### WORK TO BE COMPLETED
Lines from the one containing "Target: window pane" through the end of the data are to be returned exactly, and no others.
• • • • •
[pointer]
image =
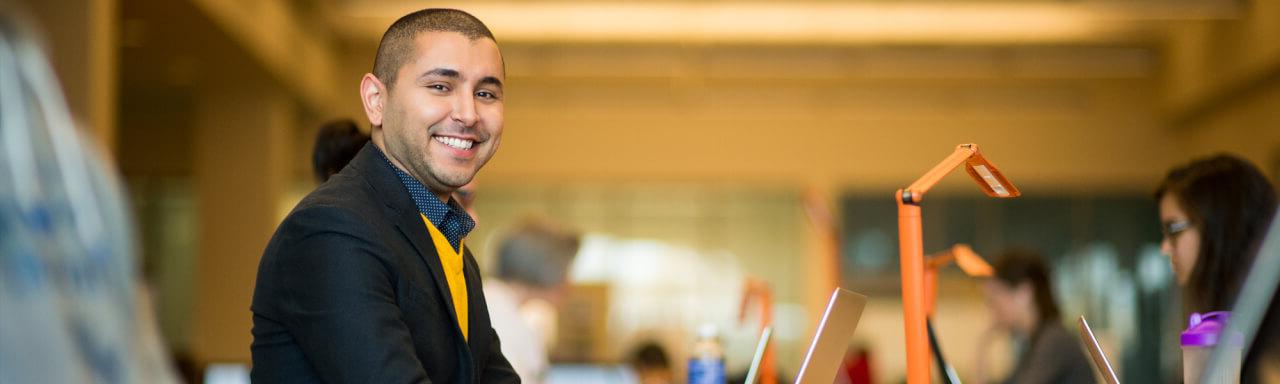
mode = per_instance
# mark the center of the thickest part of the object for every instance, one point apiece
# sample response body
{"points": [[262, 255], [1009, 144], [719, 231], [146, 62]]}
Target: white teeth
{"points": [[455, 142]]}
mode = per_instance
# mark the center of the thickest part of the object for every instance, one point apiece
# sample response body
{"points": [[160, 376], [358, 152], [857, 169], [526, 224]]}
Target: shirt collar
{"points": [[451, 219]]}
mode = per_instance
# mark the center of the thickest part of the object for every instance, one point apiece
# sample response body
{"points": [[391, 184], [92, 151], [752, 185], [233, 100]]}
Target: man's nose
{"points": [[465, 109]]}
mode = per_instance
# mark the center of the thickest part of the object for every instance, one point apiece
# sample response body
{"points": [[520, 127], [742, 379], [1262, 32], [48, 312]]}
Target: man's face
{"points": [[442, 120]]}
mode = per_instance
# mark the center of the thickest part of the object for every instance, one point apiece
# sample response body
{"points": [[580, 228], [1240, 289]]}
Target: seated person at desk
{"points": [[531, 274], [1022, 304], [1214, 214]]}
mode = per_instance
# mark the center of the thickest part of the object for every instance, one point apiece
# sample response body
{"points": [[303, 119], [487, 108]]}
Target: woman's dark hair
{"points": [[1018, 266], [1230, 202], [337, 144], [1232, 205]]}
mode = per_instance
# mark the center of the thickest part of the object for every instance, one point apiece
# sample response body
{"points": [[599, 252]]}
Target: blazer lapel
{"points": [[401, 208], [415, 231]]}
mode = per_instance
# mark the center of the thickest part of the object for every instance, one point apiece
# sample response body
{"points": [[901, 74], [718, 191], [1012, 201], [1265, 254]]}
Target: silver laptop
{"points": [[831, 339], [1100, 359], [754, 371]]}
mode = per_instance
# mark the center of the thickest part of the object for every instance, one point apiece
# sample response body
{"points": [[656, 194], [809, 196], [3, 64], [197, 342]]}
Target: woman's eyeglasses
{"points": [[1173, 228]]}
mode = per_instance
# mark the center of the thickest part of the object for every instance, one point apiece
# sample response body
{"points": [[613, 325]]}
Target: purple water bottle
{"points": [[1203, 333]]}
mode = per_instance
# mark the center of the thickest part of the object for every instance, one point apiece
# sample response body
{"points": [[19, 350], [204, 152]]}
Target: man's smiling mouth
{"points": [[461, 144]]}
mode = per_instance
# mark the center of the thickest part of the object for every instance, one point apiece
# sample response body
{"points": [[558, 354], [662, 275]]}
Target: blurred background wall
{"points": [[730, 138]]}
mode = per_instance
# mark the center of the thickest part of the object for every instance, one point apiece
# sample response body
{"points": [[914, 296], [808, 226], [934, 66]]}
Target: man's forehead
{"points": [[433, 49]]}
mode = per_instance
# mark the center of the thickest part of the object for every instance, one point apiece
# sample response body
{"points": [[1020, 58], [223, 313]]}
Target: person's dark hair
{"points": [[1232, 205], [397, 44], [649, 355], [1230, 202], [1016, 266], [337, 144], [536, 254]]}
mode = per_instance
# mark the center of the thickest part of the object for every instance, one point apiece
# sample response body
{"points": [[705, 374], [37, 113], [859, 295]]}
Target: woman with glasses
{"points": [[1214, 214]]}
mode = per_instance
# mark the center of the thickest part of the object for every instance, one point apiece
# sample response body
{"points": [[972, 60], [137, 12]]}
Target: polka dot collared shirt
{"points": [[449, 218]]}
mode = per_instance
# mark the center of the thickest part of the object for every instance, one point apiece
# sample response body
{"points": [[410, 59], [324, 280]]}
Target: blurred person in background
{"points": [[73, 307], [337, 144], [652, 364], [1214, 214], [1022, 305], [530, 277], [368, 279]]}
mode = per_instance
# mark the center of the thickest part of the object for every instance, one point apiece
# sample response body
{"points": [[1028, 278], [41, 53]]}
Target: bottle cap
{"points": [[707, 332], [1205, 330]]}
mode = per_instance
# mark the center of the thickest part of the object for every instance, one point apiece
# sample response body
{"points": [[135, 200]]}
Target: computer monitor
{"points": [[831, 341]]}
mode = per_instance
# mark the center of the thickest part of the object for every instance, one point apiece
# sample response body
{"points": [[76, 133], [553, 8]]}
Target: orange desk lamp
{"points": [[760, 291], [912, 247]]}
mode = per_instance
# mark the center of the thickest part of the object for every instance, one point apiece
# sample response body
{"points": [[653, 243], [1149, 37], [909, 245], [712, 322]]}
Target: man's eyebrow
{"points": [[493, 81], [440, 72]]}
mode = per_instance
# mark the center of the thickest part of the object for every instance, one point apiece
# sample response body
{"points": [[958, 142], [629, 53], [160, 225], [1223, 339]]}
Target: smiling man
{"points": [[369, 278]]}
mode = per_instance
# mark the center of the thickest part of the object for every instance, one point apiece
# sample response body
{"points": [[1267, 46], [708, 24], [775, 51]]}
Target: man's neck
{"points": [[378, 141]]}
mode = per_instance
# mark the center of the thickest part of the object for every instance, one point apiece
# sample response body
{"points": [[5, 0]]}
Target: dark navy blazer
{"points": [[351, 289]]}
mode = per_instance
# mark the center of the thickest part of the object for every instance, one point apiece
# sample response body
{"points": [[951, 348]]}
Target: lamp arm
{"points": [[917, 190]]}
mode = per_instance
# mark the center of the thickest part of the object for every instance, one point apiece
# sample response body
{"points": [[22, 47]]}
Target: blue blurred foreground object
{"points": [[68, 286]]}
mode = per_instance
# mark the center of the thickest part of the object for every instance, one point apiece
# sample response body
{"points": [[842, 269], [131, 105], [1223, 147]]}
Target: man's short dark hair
{"points": [[397, 44]]}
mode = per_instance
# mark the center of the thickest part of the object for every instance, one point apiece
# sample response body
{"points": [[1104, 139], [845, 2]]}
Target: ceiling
{"points": [[800, 22]]}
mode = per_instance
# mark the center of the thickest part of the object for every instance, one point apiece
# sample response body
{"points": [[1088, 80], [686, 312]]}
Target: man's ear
{"points": [[373, 95]]}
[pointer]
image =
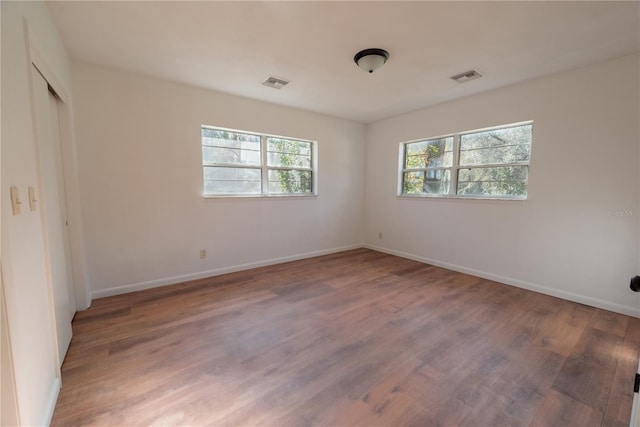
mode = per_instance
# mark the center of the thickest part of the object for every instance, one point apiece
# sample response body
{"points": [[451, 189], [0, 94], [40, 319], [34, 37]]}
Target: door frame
{"points": [[69, 167]]}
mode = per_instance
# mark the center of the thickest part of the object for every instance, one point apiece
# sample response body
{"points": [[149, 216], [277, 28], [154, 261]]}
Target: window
{"points": [[488, 163], [241, 163]]}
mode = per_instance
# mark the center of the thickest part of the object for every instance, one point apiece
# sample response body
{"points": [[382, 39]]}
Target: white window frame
{"points": [[455, 167], [263, 167]]}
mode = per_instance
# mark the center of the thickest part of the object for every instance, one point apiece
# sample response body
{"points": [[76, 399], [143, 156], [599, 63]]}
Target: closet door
{"points": [[53, 208]]}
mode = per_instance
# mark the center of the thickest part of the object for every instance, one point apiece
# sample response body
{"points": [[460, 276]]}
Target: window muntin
{"points": [[490, 163], [240, 163]]}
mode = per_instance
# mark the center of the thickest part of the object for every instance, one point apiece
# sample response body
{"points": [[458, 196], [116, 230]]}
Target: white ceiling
{"points": [[233, 46]]}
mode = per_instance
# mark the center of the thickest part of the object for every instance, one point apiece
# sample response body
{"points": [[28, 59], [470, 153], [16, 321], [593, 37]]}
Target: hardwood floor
{"points": [[357, 338]]}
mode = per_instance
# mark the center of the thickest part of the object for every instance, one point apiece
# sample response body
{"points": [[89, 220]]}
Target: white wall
{"points": [[140, 169], [577, 234], [31, 334]]}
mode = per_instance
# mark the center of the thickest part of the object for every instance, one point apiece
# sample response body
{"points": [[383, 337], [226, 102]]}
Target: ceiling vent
{"points": [[275, 82], [466, 76]]}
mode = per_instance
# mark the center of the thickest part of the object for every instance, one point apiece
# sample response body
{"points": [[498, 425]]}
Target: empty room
{"points": [[320, 213]]}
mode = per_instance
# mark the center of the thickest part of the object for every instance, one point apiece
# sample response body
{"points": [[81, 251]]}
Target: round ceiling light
{"points": [[371, 59]]}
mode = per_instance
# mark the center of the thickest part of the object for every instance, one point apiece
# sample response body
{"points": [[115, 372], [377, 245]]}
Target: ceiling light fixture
{"points": [[371, 59]]}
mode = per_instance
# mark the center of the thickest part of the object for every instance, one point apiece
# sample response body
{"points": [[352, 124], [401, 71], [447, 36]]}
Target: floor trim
{"points": [[570, 296], [117, 290]]}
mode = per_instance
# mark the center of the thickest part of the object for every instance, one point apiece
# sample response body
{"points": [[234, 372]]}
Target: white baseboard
{"points": [[594, 302], [211, 273], [51, 403]]}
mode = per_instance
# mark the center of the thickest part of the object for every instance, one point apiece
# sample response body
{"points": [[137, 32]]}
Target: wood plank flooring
{"points": [[357, 338]]}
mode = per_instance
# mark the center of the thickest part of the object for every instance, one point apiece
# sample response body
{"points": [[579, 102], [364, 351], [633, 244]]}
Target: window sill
{"points": [[458, 197], [260, 196]]}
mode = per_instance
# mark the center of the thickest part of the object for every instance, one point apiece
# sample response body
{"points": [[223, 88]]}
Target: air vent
{"points": [[275, 82], [466, 76]]}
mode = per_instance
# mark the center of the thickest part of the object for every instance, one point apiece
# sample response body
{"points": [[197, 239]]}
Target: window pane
{"points": [[225, 147], [431, 153], [286, 159], [230, 156], [289, 181], [508, 145], [221, 180], [432, 181], [499, 181], [288, 152]]}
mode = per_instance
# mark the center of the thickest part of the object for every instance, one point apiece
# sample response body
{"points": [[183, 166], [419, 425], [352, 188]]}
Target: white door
{"points": [[53, 205]]}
• • • • •
### REPLY
Target: window pane
{"points": [[225, 147], [431, 153], [286, 159], [230, 156], [289, 181], [508, 145], [221, 180], [432, 181], [499, 181], [288, 152]]}
mode = per_instance
# mark the center of the thickest part of the object for every instance, one point apiece
# sample response body
{"points": [[183, 166], [419, 425], [352, 188]]}
Target: white door
{"points": [[53, 205]]}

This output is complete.